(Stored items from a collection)
·····

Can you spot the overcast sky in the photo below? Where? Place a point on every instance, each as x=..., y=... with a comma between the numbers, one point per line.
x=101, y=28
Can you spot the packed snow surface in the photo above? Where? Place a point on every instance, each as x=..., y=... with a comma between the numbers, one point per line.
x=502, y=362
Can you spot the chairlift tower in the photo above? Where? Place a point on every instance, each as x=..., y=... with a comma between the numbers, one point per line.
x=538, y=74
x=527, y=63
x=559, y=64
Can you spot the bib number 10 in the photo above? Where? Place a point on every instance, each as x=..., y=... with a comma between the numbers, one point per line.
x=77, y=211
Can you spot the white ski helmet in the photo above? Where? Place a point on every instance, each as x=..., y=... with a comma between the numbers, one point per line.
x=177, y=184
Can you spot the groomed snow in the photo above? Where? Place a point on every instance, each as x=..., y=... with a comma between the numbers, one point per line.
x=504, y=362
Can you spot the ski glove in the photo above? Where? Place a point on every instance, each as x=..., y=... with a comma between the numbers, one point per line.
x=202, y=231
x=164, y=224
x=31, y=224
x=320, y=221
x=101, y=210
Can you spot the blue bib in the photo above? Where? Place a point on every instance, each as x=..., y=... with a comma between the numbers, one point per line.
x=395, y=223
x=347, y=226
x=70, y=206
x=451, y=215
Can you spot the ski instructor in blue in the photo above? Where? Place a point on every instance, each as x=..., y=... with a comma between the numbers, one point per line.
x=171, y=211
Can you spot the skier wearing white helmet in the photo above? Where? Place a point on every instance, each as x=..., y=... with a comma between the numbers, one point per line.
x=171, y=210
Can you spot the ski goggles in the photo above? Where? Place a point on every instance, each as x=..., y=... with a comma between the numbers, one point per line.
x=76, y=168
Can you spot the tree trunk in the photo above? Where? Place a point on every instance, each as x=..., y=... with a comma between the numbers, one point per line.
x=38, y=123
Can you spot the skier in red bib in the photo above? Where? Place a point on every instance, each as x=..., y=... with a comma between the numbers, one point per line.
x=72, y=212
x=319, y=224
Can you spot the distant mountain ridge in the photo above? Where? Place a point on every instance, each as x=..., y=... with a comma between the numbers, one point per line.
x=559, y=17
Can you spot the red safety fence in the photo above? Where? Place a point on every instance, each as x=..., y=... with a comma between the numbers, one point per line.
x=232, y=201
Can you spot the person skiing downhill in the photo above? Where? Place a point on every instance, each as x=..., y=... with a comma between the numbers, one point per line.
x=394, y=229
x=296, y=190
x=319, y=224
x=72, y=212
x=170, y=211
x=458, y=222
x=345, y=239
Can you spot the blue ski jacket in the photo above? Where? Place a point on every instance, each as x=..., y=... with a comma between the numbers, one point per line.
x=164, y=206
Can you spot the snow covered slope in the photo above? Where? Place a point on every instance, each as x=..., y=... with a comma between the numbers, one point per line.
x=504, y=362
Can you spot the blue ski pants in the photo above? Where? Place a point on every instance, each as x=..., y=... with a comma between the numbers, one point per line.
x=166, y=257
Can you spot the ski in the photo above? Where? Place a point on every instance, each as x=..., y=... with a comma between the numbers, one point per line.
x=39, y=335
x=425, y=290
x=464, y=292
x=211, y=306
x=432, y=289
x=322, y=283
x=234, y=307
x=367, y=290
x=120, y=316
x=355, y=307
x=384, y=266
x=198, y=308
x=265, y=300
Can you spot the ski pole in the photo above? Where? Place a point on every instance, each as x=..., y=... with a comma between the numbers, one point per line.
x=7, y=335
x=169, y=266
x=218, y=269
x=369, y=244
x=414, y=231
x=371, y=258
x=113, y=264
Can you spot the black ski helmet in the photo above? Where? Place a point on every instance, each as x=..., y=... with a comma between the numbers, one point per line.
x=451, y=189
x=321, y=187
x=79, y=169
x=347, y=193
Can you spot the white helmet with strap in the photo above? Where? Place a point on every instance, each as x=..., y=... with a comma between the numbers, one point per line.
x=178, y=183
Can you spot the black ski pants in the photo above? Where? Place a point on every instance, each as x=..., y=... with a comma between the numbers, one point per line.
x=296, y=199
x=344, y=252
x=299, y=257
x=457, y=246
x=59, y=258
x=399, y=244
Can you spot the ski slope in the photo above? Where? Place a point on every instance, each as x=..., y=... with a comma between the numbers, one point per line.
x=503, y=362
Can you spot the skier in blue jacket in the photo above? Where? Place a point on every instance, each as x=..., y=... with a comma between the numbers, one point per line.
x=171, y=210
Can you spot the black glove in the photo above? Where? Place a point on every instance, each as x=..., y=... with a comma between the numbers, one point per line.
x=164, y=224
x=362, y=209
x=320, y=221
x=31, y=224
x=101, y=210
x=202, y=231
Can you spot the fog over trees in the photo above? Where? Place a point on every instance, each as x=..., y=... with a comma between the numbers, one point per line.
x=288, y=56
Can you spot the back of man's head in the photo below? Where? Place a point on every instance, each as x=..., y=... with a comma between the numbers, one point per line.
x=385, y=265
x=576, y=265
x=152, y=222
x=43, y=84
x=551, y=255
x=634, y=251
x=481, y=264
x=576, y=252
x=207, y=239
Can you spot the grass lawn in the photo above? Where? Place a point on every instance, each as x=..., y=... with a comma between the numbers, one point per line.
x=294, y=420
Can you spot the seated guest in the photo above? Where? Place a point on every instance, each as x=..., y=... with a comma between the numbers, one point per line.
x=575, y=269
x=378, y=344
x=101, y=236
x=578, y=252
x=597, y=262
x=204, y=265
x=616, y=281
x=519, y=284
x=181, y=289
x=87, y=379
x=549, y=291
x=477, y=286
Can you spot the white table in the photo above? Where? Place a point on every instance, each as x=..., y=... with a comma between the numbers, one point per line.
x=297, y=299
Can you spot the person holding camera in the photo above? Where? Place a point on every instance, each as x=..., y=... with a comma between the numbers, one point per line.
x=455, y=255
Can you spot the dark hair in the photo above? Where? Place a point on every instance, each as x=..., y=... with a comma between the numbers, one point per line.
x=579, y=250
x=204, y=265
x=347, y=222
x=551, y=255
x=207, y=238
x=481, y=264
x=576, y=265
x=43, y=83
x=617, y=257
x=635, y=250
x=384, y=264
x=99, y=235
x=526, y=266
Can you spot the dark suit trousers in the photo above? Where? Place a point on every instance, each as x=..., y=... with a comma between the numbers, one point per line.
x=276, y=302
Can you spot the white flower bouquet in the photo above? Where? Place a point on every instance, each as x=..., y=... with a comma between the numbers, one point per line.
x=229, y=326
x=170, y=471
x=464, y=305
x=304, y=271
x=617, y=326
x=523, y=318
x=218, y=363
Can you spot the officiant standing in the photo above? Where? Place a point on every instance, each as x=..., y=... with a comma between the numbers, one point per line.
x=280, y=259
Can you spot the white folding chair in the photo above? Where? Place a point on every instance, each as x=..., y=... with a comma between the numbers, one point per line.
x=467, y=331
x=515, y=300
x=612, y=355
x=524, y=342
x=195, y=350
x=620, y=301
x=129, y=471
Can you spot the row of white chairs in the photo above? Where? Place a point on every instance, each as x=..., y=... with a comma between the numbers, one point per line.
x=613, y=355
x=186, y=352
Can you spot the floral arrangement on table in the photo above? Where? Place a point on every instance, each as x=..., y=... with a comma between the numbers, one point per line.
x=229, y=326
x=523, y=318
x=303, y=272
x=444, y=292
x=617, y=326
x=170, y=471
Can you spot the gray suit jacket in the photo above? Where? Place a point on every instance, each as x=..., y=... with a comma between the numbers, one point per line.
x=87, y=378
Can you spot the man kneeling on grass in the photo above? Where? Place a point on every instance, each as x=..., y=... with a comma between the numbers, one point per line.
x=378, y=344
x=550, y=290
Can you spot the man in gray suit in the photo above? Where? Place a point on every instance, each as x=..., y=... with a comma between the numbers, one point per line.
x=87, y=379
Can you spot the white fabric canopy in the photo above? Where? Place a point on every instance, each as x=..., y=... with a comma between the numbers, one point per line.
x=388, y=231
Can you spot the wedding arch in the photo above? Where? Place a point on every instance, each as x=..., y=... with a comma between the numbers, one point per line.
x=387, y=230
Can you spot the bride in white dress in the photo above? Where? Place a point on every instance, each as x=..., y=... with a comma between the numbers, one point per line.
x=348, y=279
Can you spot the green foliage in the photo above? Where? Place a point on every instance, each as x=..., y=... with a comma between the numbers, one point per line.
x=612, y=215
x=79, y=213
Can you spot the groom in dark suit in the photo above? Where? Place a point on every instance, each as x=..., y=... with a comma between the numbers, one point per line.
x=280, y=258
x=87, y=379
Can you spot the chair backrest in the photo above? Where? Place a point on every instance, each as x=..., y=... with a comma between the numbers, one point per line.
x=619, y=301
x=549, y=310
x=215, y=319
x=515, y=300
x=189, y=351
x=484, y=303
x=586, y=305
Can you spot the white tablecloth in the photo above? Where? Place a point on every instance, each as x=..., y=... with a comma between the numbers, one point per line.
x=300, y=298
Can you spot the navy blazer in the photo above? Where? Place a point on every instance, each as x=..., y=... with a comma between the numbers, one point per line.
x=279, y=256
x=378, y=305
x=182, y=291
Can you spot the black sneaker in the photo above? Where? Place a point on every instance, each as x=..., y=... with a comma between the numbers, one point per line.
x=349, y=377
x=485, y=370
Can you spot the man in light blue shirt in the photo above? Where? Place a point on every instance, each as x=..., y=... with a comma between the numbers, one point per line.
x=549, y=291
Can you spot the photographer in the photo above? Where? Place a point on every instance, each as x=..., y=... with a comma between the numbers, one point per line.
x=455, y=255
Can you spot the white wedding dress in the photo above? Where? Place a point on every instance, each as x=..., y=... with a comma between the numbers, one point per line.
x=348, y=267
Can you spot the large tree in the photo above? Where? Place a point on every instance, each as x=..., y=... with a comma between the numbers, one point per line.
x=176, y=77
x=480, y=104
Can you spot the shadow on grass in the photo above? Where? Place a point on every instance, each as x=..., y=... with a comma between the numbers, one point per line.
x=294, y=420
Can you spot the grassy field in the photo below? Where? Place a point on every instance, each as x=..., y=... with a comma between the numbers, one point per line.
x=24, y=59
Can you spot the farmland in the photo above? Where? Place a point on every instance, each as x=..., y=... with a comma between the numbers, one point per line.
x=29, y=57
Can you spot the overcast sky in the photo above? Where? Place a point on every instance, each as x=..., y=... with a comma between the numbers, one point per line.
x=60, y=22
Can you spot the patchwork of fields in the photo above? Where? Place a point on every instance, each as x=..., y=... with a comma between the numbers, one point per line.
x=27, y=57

·····

Please quote nothing but the lines from the line with "Can you spot the patchwork" through the end of the data above, exactly as written, ends included.

*REPLY TO THE EXERCISE*
Can you spot the patchwork of fields in the photo above? Where? Place a point on every instance, each as x=..., y=... with a comma between the numbers, one point per line.
x=27, y=57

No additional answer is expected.